⟨
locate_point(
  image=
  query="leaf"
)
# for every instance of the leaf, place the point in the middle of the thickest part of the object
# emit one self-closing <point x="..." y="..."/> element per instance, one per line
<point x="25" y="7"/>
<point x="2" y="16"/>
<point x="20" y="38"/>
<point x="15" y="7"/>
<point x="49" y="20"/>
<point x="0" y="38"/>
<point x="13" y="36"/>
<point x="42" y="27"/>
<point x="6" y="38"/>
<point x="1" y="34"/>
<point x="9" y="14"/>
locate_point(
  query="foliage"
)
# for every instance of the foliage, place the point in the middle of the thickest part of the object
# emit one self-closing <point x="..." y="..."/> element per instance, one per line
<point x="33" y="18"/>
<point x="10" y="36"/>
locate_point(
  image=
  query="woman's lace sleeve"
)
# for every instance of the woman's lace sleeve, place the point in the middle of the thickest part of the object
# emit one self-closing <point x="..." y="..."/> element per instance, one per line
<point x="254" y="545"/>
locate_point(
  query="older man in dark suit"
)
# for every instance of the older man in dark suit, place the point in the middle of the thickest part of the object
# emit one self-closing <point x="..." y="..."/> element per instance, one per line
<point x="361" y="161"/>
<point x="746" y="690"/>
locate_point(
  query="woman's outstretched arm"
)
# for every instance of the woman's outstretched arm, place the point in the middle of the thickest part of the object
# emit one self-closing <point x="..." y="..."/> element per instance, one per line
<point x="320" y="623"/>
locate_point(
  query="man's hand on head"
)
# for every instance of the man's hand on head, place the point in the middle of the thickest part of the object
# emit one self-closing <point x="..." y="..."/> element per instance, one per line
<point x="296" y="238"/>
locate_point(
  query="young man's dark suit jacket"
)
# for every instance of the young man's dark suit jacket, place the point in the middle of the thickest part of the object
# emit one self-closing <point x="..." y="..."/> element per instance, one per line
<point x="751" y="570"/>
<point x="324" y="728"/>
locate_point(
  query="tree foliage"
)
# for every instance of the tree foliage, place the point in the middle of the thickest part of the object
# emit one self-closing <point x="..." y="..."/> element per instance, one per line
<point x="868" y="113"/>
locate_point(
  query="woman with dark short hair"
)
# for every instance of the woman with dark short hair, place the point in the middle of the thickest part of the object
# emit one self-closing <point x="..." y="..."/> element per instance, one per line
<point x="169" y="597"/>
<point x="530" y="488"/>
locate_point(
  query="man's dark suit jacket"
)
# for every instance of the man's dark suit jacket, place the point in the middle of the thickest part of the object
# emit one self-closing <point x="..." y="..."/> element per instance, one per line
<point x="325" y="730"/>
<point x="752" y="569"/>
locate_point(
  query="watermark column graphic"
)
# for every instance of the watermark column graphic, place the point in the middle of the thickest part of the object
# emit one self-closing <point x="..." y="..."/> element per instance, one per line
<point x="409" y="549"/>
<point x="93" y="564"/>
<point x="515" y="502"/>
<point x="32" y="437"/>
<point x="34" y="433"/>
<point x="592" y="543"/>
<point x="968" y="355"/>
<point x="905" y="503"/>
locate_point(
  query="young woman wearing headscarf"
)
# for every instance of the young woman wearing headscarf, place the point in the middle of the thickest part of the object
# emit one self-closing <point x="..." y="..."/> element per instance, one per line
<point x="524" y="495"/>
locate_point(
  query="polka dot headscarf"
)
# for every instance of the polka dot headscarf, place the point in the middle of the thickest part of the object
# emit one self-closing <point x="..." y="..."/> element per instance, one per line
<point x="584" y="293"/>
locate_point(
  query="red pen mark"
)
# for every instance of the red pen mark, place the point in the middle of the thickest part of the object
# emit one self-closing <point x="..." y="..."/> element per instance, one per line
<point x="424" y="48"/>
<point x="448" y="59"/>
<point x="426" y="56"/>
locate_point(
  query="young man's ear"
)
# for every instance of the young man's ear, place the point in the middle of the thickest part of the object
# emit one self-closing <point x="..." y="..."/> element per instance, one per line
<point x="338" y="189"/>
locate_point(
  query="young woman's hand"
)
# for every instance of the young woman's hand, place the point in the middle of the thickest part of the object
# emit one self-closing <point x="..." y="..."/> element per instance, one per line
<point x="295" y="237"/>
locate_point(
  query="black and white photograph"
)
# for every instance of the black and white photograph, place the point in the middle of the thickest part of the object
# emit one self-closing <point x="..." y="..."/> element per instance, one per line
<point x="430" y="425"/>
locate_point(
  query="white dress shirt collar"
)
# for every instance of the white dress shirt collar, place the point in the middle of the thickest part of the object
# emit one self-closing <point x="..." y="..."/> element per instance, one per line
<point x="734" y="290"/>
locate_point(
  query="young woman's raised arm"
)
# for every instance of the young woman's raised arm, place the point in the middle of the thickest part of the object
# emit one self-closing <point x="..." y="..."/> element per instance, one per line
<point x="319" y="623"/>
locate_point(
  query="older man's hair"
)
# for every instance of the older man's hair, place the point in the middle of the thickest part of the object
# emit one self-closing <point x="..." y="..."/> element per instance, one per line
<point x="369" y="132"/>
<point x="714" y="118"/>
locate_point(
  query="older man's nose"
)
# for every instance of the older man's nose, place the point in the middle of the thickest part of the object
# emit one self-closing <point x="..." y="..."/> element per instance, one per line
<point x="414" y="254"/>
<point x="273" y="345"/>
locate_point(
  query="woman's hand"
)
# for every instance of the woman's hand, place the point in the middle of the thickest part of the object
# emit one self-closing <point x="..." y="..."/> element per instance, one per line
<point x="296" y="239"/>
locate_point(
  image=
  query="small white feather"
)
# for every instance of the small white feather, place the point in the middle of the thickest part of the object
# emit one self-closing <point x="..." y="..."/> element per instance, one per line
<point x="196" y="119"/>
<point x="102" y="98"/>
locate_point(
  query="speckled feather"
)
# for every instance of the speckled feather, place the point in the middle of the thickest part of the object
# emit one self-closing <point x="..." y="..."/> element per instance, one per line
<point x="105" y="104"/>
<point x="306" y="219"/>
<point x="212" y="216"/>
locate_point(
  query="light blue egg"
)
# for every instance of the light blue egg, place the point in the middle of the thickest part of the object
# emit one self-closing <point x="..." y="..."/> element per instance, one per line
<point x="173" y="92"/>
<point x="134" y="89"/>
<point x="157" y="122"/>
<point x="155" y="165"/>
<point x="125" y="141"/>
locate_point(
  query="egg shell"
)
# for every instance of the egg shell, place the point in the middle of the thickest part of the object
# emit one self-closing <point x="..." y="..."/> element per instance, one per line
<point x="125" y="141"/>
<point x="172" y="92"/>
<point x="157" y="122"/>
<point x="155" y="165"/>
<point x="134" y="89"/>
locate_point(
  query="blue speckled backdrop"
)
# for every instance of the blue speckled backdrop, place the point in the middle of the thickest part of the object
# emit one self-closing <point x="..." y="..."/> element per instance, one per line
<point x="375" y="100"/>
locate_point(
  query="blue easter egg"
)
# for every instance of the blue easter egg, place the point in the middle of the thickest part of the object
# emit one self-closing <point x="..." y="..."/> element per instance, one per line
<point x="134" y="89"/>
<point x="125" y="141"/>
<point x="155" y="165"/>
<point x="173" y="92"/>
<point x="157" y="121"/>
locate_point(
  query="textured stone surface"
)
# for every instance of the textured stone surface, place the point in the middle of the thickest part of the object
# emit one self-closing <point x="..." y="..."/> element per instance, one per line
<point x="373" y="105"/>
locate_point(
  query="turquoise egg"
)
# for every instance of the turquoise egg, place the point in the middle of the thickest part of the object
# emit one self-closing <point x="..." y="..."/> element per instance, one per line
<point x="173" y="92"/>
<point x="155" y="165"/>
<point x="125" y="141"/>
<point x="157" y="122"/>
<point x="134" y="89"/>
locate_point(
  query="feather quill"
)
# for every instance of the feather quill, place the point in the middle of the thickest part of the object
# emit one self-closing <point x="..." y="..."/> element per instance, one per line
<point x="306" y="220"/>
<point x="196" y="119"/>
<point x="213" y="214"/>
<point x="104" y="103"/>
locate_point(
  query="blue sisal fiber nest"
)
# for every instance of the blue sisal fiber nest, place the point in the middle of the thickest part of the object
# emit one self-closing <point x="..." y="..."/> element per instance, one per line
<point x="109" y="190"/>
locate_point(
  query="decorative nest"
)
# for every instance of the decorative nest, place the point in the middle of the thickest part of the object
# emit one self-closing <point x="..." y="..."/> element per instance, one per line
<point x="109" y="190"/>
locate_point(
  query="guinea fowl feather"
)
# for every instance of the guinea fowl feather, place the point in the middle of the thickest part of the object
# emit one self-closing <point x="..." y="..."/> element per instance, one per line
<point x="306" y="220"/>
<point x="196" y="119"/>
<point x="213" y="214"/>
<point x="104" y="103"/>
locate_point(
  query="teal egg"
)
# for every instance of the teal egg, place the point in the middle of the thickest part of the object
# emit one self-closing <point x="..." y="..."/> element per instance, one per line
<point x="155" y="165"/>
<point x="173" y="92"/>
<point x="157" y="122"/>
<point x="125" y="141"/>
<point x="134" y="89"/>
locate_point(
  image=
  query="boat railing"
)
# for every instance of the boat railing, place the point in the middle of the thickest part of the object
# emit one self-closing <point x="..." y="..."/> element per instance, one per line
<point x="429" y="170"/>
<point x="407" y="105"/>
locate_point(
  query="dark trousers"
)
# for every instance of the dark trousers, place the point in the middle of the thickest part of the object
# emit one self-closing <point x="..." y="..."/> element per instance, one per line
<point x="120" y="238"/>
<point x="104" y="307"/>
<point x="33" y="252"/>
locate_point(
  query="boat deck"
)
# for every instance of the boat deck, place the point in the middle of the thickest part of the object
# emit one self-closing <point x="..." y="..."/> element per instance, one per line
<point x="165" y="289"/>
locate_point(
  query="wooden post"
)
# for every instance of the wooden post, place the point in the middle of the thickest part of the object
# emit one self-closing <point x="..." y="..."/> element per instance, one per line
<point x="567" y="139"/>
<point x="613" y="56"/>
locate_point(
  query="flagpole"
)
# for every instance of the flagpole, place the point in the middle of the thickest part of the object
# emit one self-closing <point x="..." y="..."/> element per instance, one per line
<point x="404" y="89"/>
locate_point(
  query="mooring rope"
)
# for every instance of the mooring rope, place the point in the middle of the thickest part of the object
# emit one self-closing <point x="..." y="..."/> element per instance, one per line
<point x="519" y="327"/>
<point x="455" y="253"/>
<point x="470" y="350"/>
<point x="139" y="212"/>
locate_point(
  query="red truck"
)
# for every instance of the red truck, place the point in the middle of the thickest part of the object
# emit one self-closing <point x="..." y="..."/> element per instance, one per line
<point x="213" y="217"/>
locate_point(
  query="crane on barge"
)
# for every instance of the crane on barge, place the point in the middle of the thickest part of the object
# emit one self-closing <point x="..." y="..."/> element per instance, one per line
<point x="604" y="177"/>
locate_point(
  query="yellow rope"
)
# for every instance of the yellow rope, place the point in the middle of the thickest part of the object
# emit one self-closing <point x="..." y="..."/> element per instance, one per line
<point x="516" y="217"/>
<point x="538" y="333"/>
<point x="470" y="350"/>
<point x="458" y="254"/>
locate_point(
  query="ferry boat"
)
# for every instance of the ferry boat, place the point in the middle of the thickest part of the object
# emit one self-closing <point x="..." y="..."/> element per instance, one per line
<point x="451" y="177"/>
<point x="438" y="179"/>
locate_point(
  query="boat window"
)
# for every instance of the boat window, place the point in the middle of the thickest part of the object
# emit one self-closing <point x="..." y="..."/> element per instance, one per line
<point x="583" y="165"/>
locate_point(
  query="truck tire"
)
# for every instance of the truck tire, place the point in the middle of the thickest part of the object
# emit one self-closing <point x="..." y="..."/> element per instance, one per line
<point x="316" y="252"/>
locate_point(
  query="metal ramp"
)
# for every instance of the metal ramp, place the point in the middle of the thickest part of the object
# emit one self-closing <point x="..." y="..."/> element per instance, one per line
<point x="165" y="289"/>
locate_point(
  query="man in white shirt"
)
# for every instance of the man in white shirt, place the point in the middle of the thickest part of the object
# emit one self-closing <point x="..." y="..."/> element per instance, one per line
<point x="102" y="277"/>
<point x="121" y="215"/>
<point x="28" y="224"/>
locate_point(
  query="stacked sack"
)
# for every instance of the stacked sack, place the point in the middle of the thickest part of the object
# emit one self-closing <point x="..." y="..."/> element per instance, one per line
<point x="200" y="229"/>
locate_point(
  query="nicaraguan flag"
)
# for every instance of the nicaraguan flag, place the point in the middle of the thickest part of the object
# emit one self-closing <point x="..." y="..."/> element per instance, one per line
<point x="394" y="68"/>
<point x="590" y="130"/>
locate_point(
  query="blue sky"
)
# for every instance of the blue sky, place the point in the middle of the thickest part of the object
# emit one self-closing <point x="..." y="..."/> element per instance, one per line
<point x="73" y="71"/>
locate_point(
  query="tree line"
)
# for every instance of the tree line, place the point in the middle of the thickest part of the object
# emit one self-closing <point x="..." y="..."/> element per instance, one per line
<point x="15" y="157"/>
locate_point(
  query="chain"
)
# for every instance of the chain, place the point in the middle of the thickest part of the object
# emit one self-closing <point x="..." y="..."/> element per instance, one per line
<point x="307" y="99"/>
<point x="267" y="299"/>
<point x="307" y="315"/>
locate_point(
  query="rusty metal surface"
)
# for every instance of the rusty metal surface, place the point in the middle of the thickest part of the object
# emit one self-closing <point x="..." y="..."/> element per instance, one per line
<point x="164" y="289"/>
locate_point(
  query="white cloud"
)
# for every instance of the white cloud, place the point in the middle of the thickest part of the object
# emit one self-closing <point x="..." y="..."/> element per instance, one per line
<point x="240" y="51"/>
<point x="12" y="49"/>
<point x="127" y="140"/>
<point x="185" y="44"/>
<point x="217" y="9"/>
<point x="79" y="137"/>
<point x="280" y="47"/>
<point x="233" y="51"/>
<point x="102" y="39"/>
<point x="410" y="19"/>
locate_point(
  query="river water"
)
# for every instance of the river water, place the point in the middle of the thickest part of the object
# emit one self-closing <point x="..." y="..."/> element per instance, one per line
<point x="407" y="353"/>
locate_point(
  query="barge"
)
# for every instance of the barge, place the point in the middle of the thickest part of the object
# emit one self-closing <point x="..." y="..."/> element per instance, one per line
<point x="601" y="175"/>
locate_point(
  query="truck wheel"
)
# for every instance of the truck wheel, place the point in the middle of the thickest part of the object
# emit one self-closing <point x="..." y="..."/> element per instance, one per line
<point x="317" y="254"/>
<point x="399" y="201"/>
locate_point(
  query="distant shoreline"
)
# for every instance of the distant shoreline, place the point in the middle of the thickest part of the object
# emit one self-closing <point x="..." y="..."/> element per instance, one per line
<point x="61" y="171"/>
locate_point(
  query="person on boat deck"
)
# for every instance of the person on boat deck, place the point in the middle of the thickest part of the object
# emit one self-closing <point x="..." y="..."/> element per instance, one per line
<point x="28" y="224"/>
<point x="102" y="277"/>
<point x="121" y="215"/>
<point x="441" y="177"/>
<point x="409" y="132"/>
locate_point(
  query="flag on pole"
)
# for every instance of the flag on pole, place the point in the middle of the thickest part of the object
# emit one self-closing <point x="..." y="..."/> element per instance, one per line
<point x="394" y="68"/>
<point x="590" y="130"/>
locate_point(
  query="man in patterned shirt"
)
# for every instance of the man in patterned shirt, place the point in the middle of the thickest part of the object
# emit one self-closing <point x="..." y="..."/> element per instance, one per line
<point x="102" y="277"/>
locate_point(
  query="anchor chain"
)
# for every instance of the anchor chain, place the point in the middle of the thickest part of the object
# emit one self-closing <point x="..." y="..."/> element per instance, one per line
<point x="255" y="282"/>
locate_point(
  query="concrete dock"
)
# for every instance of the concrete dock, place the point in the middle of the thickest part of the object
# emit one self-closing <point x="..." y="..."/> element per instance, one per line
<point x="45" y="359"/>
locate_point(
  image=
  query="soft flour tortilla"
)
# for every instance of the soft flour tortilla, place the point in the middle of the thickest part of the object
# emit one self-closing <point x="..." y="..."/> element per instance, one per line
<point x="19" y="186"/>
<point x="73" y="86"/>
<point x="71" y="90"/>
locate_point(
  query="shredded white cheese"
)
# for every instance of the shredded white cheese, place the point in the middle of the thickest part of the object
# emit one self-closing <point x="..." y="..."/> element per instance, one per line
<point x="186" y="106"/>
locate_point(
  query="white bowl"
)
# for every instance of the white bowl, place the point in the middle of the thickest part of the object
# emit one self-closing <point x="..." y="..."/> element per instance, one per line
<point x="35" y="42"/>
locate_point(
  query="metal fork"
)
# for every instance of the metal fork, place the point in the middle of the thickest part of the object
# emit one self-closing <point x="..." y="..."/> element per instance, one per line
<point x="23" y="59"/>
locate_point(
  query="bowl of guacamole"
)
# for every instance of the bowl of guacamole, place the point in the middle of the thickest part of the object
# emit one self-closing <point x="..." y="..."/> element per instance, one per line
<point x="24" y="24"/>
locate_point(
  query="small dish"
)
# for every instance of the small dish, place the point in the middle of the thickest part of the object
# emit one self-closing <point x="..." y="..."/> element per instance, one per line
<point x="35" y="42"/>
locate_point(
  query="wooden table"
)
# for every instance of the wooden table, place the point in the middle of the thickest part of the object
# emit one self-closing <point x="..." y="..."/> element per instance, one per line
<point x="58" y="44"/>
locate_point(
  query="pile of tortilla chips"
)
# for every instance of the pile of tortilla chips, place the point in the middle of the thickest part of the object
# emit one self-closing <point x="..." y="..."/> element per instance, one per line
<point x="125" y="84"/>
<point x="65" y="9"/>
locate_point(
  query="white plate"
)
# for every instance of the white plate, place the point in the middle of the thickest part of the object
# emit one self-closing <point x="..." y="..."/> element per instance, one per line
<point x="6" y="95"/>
⟩
What you are asked to do: Pull out each line above that contains the string "flagpole". Case counts.

The solution:
  query="flagpole"
# for every instance of the flagpole, place the point in the middle of the thickest part of the object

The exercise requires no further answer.